- Directions for this task -
Every record shown here needs to be repeated exactly.

##### Input #####

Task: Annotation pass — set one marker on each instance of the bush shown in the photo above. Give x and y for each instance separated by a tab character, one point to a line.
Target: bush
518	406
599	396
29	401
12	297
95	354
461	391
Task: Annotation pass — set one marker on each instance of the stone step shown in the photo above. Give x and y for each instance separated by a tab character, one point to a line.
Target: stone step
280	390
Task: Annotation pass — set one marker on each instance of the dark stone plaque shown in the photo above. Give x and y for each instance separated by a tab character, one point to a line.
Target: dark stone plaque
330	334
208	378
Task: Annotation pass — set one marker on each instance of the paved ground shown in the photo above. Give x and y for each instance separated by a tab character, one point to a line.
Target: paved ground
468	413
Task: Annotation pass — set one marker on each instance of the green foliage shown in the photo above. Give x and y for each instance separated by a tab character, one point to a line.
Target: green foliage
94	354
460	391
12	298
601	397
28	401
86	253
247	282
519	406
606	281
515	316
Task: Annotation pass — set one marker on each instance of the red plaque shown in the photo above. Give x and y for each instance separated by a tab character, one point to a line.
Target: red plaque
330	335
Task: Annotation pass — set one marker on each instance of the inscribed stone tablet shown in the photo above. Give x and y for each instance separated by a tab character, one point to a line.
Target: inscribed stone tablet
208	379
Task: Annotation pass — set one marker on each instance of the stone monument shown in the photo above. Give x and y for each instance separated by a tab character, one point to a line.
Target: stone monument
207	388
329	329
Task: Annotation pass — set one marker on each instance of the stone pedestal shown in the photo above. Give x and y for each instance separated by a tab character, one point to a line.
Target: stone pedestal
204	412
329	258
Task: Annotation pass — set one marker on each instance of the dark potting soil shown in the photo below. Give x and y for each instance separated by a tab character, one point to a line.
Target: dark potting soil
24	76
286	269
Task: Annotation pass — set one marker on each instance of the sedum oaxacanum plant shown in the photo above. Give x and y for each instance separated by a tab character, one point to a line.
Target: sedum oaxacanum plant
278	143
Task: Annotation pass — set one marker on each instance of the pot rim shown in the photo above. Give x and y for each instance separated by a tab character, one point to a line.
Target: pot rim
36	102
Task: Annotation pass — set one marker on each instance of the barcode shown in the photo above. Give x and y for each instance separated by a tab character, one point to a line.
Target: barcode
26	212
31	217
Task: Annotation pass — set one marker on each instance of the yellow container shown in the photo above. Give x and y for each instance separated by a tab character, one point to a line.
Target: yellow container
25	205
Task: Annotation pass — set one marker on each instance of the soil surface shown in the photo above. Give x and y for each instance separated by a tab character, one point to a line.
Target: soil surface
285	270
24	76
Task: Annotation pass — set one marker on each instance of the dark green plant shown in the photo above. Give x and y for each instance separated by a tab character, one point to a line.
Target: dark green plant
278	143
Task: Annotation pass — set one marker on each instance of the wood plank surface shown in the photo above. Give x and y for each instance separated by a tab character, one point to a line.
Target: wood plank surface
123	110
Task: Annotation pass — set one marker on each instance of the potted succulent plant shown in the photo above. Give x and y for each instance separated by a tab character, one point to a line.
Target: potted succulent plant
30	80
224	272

#####

- Your response -
Task: Annotation pass — set one marker on each instance of the bush shown in the photo above. Give x and y for each instance separated by a tab character, one point to a line.
Target: bush
518	406
599	396
29	401
12	297
95	354
461	391
Task: Annotation pass — set one marker on each instance of the stone step shown in the photo above. Give x and y for each instance separated by a tab character, one point to a line.
Target: stone step
280	390
Task: Annotation pass — set one marker on each instance of the dark stone plaque shown in the photo above. Give x and y for each instance separated by a tab character, one point to a line.
Target: dark stone plaque
330	334
208	378
Task: Annotation pass — set one marker on each instance of the paved ground shown in the photo above. Give x and y for each instance separated by a tab character, one point to a line.
Target: paved ground
468	413
Task: Annotation pass — set one marker on each instance of the green foliage shown in the photo above. Give x and y for each instance separated by a tab character, one point to a line.
Target: green foliage
94	354
460	391
12	298
601	397
28	401
86	253
247	282
519	406
606	281
515	316
Task: Annotation pass — set one marker on each instance of the red plaque shown in the photo above. Give x and y for each instance separated by a tab character, one point to a line.
Target: red plaque
330	335
Task: Annotation pass — set one marker on each instance of the inscribed stone tablet shown in the photo above. Give x and y for each instance separated by a tab character, one point to a line.
Target: inscribed stone tablet
208	379
Task: Annotation pass — set one marker on each instance of the stone monument shown in the photo above. Give x and y for each instance separated by a tab character, one point to a line.
Target: stone monument
207	388
329	329
Task: Annotation pass — set one marker on each instance of the stone pedestal shown in the photo above. Give x and y for each instance separated by a tab character, one point to a line.
Target: stone pedestal
204	412
329	258
Task: Annotation pass — set one marker on each instance of the dark potting soil shown in the photo below. Give x and y for each instance separated by a tab character, one point to a line.
Target: dark potting soil
24	76
286	269
Task: Annotation pass — set one marker on each instance of the sedum oaxacanum plant shown in the photo above. Give x and y for each instance separated by a tab character, one point to a line.
Target: sedum oaxacanum plant
278	143
Task: Annotation pass — set one marker on each instance of the pot rim shown in the photo above. Give x and y for each instance separated by a tab character, one point to a line.
Target: pot rim
36	102
Task: Annotation pass — set one marker on each instance of the barcode shown in the photo above. Give x and y for each instance separated by a tab character, one point to a line.
Target: barcode
26	212
31	217
Task: Annotation pass — set one marker on each instance of the yellow container shown in the photo above. Give x and y for each instance separated by a tab character, one point to a line.
Target: yellow container
25	205
Task: Annotation pass — set one marker on each instance of the soil surface shown in the photo above. Give x and y for each instance separated by a tab character, one point to a line.
Target: soil surface
285	270
24	76
Task: Annotation pass — set one marker on each instance of the dark green plant shown in the photo above. Give x and y for each instance separated by a tab character, one point to a line.
Target: dark green plant
278	143
Task: Annotation pass — set one marker on each instance of the wood plank surface shown in the photo above. Give x and y for each instance separated by a tab character, one point to a line.
Target: wood plank surface
123	110
Task: Annotation pass — set one marker on each instance of the potted succulent plant shown in the photo above. Give x and y for each instance separated by a tab character, one point to a line.
Target: potted succulent plant
30	80
224	272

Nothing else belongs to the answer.